L'armée américaine voudrait de plus installer des armes dans l'espace.
La nouvelle administration Bush, va-t-en guerre, s'enthousiasme pour
le projet américain de développer sa puissance militaire spatiale. Comme
on peut le lire dans le rapport du mois dernier de la "Commission
Spatiale", présidée par le nouveau Secrétaire à la Défense Donald
Rumsfeld : "Dans un avenir proche, les États-Unis vont mener des
opérations en direction de, à partir de, et dans l'espace, pour défendre
ses intérêts nationaux, sur la Terre et dans l'espace." C'est le
retour de la Guerre des Étoiles. Mais il y a une différence par rapport
à la Guerre des Étoiles lancée sous Ronald Reagan en 1983. Il était
alors prétendu qu'elle était nécessaire pour contrer ce que Reagan appelait
"l'empire du mal", l'Union Soviétique. Il n'y a plus d'Union
Soviétique. Et une raison majeure pour la Guerre des Étoiles maintenant,
nous disent les documents militaires américains, est l'économie mondialisée
dont les États-Unis sont le moteur. Ceux-ci voudraient, à partir du
"terrain le plus haut placé" qu'est l'espace, "dominer"
la planète au-dessous, entre autres pour maintenir l'économie mondiale
sur ses rails. Comme le dit le rapport "Vision pour 2020"
du Commandement Spatial américain, dont la couverture représente une
arme laser envoyant un rayon de l'espace vers une cible en bas : "La
mondialisation de l'économie mondiale va également se poursuivre avec
un écart de plus en plus grand entre les ¨possédants¨, et les ¨exclus¨".
À partir de l'espace, les Etats-Unis pourraient maintenir les ¨exclus¨
dans le rang.
2- Le projet Guerre des Étoiles le "bras
armé de l'économie mondialisée"
Le U.S. Space Command (Commandement Spatial américain), instauré
par le Pentagone en 1985, se décrit ainsi lui-même dans "Vision
pour 2020" : "Le Commandement Spatial américain contrôle la
dimension spatiale des opérations militaires dans le but de protéger
les intérêts et les investissements américains. Il intègre les Forces
Spatiales dans les moyens de combat pour toutes les sortes de conflits."
"Vision pour 2020" compare l'effort américain pour "contrôler
l'espace" et la Terre au-dessous, au fait qu'il y a des siècles
"les nations ont développé leur force navale pour protéger leurs
intérêts commerciaux", faisant référence aux grands empires européens
qui contrôlaient les mers, et donc la Terre, pour entretenir leur économie.
Considérez le "Plan à long terme" du Commandement Spatial
américain. "Les États-Unis demeureront une puissance mondiale et
auront un pouvoir de décision mondial", dit-il. "Les États-Unis
ne pourront pas toujours baser leurs forces à l'avance. Le développement
des communications va mettre en évidence les inégalités en terme de
ressources et de qualité de vie, entraînant des troubles dans les pays
en voie de développement. L'économie mondialisée sera de plus en plus
interdépendante. Les alliances économiques, ainsi que la croissance
et l'influence des multinationales, vont brouiller les accords portant
sur la sécurité. L'écart entre nations ¨possédantes¨ et ¨exclues¨ va
se creuser, créant des troubles régionaux. L'un des avantages des plates-formes
spatiales communément admis depuis longtemps est de pouvoir survoler
une nation depuis l'espace sans restriction et sans autorisation préalable."

Items d'annotation de régions:

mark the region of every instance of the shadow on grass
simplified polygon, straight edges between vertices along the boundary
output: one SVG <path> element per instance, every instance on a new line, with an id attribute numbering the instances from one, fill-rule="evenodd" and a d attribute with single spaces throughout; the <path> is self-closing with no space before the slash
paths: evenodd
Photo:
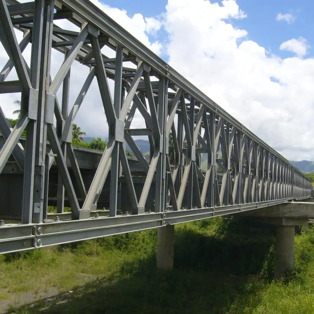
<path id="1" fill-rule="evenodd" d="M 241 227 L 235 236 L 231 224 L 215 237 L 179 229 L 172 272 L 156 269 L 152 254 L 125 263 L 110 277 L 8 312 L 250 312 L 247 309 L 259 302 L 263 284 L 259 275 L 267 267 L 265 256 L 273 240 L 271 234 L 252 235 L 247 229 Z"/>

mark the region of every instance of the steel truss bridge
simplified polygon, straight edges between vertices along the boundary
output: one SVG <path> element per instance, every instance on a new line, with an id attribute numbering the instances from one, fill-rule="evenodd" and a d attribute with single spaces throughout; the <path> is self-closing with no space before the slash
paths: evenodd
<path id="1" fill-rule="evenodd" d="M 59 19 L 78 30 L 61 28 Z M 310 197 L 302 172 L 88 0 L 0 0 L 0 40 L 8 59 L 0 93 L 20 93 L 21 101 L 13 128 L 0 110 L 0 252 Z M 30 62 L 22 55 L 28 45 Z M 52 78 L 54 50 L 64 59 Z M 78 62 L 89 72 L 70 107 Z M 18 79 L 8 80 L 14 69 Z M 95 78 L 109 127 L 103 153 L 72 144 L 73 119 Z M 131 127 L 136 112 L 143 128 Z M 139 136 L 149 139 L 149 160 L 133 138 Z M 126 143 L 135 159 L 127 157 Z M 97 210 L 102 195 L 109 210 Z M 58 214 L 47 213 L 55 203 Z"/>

Consigne écrite: Réécrivez le passage de l'extrait sur la Guerre des Étoiles qui va de « la planète au-dessous, entre » jusqu'à « dans le rang. », en remplaçant « laser » par « à micro-ondes ». Les items n'interviennent pas dans ce travail.

Corrigé:
la planète au-dessous, entre autres pour maintenir l'économie mondiale
sur ses rails. Comme le dit le rapport "Vision pour 2020"
du Commandement Spatial américain, dont la couverture représente une
arme à micro-ondes envoyant un rayon de l'espace vers une cible en bas : "La
mondialisation de l'économie mondiale va également se poursuivre avec
un écart de plus en plus grand entre les ¨possédants¨, et les ¨exclus¨".
À partir de l'espace, les Etats-Unis pourraient maintenir les ¨exclus¨
dans le rang.